* [WHAT YOU WILL DO] Quote all lines below exactly. Images stay out.

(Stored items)

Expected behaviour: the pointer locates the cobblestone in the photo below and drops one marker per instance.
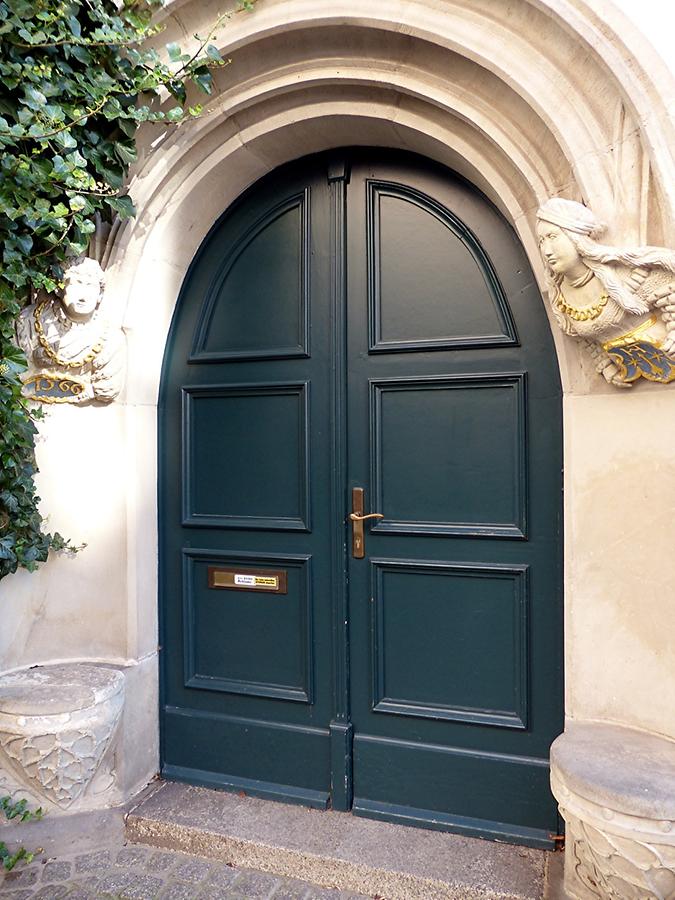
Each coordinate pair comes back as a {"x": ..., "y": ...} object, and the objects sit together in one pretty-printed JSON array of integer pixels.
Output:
[{"x": 135, "y": 872}]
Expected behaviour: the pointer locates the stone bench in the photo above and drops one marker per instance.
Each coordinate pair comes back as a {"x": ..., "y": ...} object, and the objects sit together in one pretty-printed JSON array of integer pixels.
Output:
[
  {"x": 57, "y": 726},
  {"x": 616, "y": 791}
]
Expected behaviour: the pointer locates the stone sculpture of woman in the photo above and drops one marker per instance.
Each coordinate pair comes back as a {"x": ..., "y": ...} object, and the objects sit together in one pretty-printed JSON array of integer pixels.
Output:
[
  {"x": 73, "y": 353},
  {"x": 619, "y": 302}
]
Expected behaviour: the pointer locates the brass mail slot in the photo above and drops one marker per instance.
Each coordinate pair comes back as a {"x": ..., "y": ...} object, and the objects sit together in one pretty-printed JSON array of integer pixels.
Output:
[{"x": 274, "y": 581}]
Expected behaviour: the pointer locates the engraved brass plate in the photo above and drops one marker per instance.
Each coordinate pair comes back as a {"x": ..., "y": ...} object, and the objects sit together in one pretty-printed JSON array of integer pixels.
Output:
[{"x": 273, "y": 581}]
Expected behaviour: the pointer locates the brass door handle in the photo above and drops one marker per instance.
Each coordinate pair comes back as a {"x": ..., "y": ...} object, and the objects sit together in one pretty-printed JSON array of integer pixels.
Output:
[{"x": 357, "y": 518}]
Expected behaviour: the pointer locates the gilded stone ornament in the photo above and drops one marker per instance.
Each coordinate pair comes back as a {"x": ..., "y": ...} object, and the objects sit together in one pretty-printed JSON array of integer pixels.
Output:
[
  {"x": 619, "y": 302},
  {"x": 74, "y": 355}
]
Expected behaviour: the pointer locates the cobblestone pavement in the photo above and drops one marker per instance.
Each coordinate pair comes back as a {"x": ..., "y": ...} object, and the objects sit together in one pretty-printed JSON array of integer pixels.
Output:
[{"x": 144, "y": 873}]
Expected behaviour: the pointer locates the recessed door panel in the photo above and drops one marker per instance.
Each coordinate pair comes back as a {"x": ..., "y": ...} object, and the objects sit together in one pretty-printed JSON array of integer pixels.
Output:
[
  {"x": 467, "y": 430},
  {"x": 246, "y": 455},
  {"x": 274, "y": 661},
  {"x": 257, "y": 303},
  {"x": 364, "y": 319},
  {"x": 431, "y": 286},
  {"x": 450, "y": 641}
]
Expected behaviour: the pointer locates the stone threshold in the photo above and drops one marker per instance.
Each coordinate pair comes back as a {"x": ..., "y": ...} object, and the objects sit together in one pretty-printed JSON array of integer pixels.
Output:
[{"x": 339, "y": 850}]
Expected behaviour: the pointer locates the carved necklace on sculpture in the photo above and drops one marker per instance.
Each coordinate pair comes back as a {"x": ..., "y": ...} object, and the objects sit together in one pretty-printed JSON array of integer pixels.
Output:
[
  {"x": 44, "y": 343},
  {"x": 581, "y": 313}
]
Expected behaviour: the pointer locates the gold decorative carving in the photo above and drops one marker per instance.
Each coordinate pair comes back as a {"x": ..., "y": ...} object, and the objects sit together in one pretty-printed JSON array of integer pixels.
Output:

* [RIGHT ANSWER]
Expected behaviour: the pointer locates the cobblestone in the photo below and drops one marker per instance.
Each coordinate pair comes back as a {"x": ..., "y": ...} object, and the objects sit together in one pretty-printed JSON array of integer pixels.
Output:
[{"x": 135, "y": 872}]
Expected behaviour: the pointer locates the stone bench in the photo above and drops one marker per instance.
Each coordinate pair comes back as a {"x": ..., "y": ...} object, and the objects sit together in one pretty-printed JSON array of integer pixels.
Output:
[
  {"x": 57, "y": 726},
  {"x": 616, "y": 791}
]
Expected behaviour: the pointer locates the stone sculpture of woman in the photo above and drops one marker per instance.
Each coordinate pair comes back as a {"x": ..., "y": ...} object, and the objects sit together in one pretty-printed JSON array of integer pixels.
Output:
[
  {"x": 73, "y": 353},
  {"x": 619, "y": 302}
]
Expected behaviour: the pointer locates the brass mail slot in the photo above and drops one marker per instance.
Each coordinate pair comes back as a {"x": ..., "y": ...} object, and the objects sit together in one pretty-printed JSON array of integer pixels.
Output:
[{"x": 274, "y": 581}]
Expected behaviour: the pointer locates the engraved brass plate in the photo above and drops one marker per instance.
Each coordinate pair comes back as a {"x": ..., "y": ...} object, and the objects sit together in one pretty-printed JSON array of integer pixels.
Output:
[{"x": 273, "y": 581}]
Expected behaviour: the pointer locates the brass door handle in the photo above and drops one marker per instance.
Each coordinate pair comes back as a {"x": ..., "y": ...} object, and the objects sit together in one pretty-printed JSON array of integer pixels.
Output:
[{"x": 357, "y": 518}]
Expected behaviour: the pointer locates the gilded stone ornament in the photo above and drops one marker per instance.
Each coordinate pair comes back as a {"x": ..., "y": ...} object, and the objects sit together in one pretty-printed JSON array of integer pixels.
Output:
[
  {"x": 619, "y": 302},
  {"x": 74, "y": 355}
]
Expected behaviour: the pointer locates the cobblestone pavement in the photo above and drops one marker per instance.
Each coordinate pair comes back as a {"x": ..., "y": ...} object, and the objects sit together in one pretty-printed JSON array of integer pixels.
Output:
[{"x": 144, "y": 873}]
Expected behaviour: the pointer locates the recessed door panel in the photo above and drops one marker per instance.
Each coordinate pair comes back as a {"x": ..., "y": ...} object, and the objects sit together in one pretty-printed JSON array of integer pixels.
Output:
[
  {"x": 467, "y": 430},
  {"x": 246, "y": 455},
  {"x": 274, "y": 661},
  {"x": 257, "y": 303},
  {"x": 364, "y": 319},
  {"x": 431, "y": 286},
  {"x": 450, "y": 641}
]
Expected behaviour: the pointer locates the stone threshold in the photo above and drops one marker per instance.
Each coordinate pair comes back as a {"x": ..., "y": ...} object, and the objects sit together in one pretty-printed JSON array of integer pixels.
Output:
[{"x": 339, "y": 850}]
Expected behaviour: the pointer locates the carved necklace on sculpture in the photo above and drops one marker per instance.
Each coordinate pair comes back as a {"x": ..., "y": ...} object, and the objects sit together in one pretty-printed JSON array of integer pixels.
Output:
[
  {"x": 44, "y": 343},
  {"x": 581, "y": 313}
]
Expected behaviour: the pointer locates the gold decorative carving in the photo above and drops one marker per instance.
Each coordinate pair comes back as a {"x": ..., "y": ...} object, and the objects sit together in one pretty-printed JSON array of integer pixels.
Output:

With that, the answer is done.